▶ **WRITTEN INSTRUCTION**: Rewrite the lines of the data below, starting with the line containing "Is any bus side" and going on through the line containing "[0,87,160,115]", with both of those lines included and nothing outside that range. Copy every line in the range unchanged except that each bounding-box coordinate is raised by 86.
________________
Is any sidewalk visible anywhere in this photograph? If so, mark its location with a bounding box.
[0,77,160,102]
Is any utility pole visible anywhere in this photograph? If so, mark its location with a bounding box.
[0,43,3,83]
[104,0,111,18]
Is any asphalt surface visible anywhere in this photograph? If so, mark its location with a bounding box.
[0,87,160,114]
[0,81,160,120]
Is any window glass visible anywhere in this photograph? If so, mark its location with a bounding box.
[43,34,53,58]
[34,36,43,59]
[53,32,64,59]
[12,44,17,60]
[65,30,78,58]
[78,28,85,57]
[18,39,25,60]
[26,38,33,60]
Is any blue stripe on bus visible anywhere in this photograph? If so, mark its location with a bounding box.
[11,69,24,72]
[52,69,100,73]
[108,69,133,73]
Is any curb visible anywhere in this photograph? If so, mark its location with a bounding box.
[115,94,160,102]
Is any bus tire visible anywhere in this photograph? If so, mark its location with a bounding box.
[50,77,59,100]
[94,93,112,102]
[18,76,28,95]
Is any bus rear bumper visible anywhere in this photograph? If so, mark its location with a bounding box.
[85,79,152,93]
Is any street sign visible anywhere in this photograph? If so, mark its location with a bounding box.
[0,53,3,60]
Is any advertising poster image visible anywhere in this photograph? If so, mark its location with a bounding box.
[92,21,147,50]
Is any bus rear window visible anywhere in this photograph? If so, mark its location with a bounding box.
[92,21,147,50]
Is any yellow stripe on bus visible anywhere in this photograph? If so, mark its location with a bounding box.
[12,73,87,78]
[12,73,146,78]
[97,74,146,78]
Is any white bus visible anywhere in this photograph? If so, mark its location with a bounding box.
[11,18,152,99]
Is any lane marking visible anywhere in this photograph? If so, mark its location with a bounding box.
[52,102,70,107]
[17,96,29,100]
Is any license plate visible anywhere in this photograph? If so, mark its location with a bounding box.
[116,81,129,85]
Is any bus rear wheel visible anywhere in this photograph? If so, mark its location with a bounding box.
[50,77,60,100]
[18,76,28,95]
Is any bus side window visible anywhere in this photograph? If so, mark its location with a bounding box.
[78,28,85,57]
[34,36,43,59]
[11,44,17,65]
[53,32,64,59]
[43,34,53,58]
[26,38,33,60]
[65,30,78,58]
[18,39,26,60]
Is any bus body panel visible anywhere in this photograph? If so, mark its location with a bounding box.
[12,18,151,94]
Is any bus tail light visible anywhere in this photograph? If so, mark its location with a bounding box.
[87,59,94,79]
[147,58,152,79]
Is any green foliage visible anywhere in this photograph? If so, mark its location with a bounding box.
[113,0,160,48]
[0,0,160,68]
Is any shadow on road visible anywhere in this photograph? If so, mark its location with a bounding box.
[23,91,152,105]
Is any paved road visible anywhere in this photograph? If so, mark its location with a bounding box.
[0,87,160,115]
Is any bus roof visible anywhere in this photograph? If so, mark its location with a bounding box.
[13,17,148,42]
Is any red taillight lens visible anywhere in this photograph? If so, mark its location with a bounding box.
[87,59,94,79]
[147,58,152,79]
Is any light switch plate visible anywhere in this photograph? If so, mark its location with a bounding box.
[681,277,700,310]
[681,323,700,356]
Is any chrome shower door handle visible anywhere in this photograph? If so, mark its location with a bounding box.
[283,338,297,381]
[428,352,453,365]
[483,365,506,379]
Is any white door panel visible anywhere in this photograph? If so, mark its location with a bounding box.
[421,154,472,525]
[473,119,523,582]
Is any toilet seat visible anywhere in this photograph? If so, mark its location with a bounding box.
________________
▶ **EXERCISE OUTPUT**:
Is any bus side window visible anywhere in this photograph? If so, mark its location with a bounding box.
[164,114,171,143]
[120,122,129,145]
[97,130,103,151]
[139,118,150,145]
[129,120,139,144]
[112,124,119,146]
[151,116,164,144]
[104,125,112,146]
Is any bus body panel visible anywhere in this photograph? If so, mark its location with a bounding box.
[98,104,237,180]
Is any bus tail light visible anywhere in this photograph? If so, mark its location with a bounding box.
[173,145,180,165]
[233,144,238,165]
Is any green foliage visible anywhere in this photograph? If so, mark its location with a bounding box.
[199,86,246,134]
[86,86,246,154]
Is any shadow on road visible anywhere in this photograph? If so, mark its location with a bounding box.
[109,177,238,191]
Is any paved road visible anywhere in this photograph? If so, mark its location with a bounding box.
[86,173,246,201]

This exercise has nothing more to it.